## BEGIN Records supplied

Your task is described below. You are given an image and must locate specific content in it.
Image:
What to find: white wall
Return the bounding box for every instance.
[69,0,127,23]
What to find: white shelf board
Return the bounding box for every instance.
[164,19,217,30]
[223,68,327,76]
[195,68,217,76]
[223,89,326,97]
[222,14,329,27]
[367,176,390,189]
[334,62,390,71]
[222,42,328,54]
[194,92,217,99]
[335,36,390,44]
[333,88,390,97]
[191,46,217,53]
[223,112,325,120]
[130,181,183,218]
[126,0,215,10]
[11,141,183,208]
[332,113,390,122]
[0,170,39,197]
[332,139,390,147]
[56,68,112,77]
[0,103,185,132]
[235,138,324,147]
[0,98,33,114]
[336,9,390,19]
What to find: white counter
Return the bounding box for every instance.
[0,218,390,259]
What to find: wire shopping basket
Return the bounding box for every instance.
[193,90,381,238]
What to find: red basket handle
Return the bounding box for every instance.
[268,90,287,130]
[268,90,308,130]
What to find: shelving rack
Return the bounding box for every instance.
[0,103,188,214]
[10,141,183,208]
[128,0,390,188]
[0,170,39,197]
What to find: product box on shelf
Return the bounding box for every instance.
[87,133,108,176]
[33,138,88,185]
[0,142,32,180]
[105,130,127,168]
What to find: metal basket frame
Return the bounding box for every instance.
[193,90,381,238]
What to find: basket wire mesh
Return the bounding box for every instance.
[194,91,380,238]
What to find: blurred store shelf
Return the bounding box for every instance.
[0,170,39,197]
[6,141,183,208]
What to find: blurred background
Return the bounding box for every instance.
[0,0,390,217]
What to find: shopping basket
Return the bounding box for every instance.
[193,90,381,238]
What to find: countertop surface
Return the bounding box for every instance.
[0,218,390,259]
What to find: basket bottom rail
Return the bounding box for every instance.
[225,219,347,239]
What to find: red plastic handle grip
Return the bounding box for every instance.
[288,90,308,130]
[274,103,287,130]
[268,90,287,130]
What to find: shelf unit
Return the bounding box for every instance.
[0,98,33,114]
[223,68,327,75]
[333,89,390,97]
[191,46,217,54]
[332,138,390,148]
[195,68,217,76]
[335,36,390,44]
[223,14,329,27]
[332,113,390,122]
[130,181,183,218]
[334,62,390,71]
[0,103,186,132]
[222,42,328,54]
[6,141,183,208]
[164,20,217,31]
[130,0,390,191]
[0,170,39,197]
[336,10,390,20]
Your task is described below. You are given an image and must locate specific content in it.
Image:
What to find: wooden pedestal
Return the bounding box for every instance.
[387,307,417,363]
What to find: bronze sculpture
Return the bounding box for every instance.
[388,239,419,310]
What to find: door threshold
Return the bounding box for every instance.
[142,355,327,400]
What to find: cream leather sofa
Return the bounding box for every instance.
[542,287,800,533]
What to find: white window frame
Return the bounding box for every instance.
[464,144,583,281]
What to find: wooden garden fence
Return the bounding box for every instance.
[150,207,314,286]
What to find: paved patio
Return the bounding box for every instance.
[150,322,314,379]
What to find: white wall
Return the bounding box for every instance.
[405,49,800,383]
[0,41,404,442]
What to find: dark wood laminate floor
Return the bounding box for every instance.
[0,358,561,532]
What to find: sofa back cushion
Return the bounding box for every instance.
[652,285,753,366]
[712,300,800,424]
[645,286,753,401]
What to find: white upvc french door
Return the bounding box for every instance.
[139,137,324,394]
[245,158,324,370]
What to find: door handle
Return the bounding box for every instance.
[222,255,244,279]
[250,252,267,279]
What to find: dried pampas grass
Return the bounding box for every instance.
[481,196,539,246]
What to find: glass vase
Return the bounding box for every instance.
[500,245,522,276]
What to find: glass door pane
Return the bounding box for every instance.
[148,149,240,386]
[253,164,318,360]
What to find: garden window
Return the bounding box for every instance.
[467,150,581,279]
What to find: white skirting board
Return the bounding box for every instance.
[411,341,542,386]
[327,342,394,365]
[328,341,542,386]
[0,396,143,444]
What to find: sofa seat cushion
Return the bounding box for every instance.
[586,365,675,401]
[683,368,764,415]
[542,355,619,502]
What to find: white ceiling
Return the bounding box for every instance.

## END Records supplied
## BEGIN Records supplied

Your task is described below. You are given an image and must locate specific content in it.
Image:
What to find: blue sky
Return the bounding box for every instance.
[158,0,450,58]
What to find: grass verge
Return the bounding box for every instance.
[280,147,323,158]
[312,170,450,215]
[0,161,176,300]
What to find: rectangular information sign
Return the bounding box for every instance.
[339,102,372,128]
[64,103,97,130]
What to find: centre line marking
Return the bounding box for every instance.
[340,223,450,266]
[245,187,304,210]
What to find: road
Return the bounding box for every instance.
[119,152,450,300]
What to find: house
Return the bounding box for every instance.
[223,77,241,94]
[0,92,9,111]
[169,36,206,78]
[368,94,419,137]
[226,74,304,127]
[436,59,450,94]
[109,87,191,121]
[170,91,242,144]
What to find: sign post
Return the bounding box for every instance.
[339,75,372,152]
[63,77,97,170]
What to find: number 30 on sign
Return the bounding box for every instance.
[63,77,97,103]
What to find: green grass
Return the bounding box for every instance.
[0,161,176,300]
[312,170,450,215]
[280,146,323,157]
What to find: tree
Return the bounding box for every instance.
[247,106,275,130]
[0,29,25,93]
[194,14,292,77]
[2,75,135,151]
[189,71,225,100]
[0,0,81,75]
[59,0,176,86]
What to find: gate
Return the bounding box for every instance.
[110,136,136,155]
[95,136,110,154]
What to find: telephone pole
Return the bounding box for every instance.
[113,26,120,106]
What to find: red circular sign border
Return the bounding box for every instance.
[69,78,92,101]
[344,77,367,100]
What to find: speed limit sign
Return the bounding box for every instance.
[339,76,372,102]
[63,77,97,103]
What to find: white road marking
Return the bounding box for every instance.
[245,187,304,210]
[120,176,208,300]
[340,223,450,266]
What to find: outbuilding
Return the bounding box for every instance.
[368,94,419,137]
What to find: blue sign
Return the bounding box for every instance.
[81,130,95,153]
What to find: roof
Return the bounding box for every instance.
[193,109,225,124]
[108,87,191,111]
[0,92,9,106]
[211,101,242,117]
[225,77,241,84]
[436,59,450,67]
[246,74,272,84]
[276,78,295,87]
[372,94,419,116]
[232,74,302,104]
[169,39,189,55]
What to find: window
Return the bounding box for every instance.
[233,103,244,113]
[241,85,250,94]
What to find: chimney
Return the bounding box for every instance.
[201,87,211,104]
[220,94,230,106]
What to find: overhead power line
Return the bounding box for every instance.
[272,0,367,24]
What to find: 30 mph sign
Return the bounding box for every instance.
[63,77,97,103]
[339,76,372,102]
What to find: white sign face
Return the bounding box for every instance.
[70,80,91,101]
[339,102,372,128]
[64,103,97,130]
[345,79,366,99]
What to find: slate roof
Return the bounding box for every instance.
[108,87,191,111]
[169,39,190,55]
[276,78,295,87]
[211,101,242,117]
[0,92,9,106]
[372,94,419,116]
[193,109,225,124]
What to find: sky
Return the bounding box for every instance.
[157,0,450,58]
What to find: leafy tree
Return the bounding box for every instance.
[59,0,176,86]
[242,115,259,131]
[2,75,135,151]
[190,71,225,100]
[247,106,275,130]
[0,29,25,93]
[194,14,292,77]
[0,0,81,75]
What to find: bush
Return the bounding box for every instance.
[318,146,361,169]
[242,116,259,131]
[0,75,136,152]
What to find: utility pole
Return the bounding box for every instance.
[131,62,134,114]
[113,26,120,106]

## END Records supplied
## BEGIN Records supplied

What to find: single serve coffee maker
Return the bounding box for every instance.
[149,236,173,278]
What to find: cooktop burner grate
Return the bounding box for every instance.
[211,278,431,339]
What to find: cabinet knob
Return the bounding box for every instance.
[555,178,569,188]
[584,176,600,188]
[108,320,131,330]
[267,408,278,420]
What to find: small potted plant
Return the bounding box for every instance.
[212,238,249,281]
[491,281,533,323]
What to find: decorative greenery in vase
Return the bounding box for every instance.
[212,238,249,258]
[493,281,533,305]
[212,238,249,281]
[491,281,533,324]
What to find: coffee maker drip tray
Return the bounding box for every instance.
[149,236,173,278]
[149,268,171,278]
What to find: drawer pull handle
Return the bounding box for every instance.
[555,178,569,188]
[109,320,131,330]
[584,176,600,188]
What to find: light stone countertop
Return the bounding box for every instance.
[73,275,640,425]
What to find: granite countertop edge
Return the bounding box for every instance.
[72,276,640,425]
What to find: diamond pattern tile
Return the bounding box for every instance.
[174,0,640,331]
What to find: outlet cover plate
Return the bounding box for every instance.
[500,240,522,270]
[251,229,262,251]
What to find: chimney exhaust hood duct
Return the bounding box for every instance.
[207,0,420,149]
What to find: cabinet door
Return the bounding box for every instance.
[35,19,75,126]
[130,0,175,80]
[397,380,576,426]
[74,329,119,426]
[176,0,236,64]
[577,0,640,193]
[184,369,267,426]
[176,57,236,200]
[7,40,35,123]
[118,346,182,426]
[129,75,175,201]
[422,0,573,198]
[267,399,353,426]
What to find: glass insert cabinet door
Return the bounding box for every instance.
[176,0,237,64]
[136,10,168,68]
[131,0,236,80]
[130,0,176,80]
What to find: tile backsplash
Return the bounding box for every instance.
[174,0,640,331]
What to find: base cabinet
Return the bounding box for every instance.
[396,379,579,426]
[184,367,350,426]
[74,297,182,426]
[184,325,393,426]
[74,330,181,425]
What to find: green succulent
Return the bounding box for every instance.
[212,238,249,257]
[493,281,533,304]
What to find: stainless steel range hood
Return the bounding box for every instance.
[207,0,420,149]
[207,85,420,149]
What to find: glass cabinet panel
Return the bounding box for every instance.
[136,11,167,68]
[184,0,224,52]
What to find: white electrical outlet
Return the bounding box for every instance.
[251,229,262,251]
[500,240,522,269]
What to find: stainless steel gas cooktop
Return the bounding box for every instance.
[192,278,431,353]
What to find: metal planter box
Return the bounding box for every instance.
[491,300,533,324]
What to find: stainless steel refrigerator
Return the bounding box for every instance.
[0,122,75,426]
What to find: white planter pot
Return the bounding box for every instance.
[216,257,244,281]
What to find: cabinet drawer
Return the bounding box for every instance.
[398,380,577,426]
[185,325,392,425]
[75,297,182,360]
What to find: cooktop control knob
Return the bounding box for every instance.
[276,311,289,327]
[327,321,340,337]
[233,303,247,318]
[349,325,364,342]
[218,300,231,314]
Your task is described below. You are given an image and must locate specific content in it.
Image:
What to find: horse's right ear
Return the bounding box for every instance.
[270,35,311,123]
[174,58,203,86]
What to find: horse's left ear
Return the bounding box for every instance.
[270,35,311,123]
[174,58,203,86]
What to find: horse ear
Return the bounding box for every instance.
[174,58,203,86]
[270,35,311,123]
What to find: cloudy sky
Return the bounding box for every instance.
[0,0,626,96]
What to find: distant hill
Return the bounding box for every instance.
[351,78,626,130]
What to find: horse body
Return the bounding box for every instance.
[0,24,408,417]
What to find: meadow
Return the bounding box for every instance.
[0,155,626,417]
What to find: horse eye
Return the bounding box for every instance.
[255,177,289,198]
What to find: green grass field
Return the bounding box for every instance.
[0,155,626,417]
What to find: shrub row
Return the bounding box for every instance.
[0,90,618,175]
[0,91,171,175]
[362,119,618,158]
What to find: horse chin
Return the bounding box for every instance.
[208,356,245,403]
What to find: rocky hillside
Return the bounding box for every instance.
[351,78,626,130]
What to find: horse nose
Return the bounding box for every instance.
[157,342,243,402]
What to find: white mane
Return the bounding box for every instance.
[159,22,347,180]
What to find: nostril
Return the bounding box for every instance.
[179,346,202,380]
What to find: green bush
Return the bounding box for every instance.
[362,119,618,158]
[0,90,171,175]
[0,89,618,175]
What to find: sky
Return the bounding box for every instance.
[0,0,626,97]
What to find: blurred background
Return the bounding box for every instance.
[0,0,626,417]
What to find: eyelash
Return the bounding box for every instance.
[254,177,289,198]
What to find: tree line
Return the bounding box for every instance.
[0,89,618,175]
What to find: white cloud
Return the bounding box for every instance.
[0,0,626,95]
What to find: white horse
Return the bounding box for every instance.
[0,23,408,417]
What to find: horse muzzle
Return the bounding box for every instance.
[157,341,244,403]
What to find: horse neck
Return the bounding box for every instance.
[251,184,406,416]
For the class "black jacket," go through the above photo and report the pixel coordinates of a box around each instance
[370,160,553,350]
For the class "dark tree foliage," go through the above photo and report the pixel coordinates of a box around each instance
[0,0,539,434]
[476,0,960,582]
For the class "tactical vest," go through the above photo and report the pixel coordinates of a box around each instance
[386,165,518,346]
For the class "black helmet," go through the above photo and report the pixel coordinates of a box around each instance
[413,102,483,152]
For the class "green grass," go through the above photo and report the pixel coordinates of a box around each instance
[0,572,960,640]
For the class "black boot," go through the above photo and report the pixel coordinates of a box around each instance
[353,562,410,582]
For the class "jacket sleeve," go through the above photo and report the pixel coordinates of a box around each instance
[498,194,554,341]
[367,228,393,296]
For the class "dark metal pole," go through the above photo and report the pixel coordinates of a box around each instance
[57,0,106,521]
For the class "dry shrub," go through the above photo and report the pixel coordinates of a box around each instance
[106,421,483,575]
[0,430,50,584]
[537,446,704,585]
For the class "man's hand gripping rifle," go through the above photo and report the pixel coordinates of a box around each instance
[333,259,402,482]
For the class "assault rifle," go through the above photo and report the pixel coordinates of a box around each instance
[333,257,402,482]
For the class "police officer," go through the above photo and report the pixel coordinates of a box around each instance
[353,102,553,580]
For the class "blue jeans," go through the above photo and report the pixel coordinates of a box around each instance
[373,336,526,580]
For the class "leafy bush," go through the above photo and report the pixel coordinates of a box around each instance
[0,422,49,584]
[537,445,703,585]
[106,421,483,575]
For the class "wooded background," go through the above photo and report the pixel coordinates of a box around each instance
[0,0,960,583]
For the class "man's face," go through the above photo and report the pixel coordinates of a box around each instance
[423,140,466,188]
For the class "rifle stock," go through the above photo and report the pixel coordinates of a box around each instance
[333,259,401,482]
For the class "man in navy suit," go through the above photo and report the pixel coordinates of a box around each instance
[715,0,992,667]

## END Records supplied

- [Given problem] Update the stretch of items from the line containing "What to find: metal planter box" through the line containing "[216,257,244,281]" so that "planter" becomes "flower" everywhere, with nothing else changed. Return only those lines.

- [Finished task]
What to find: metal flower box
Return the bounding box for every instance.
[491,300,533,324]
What to find: stainless steel refrigerator
Return the bounding box for every instance.
[0,122,75,426]
What to find: white flower pot
Return the bounding box for every instance.
[216,257,244,281]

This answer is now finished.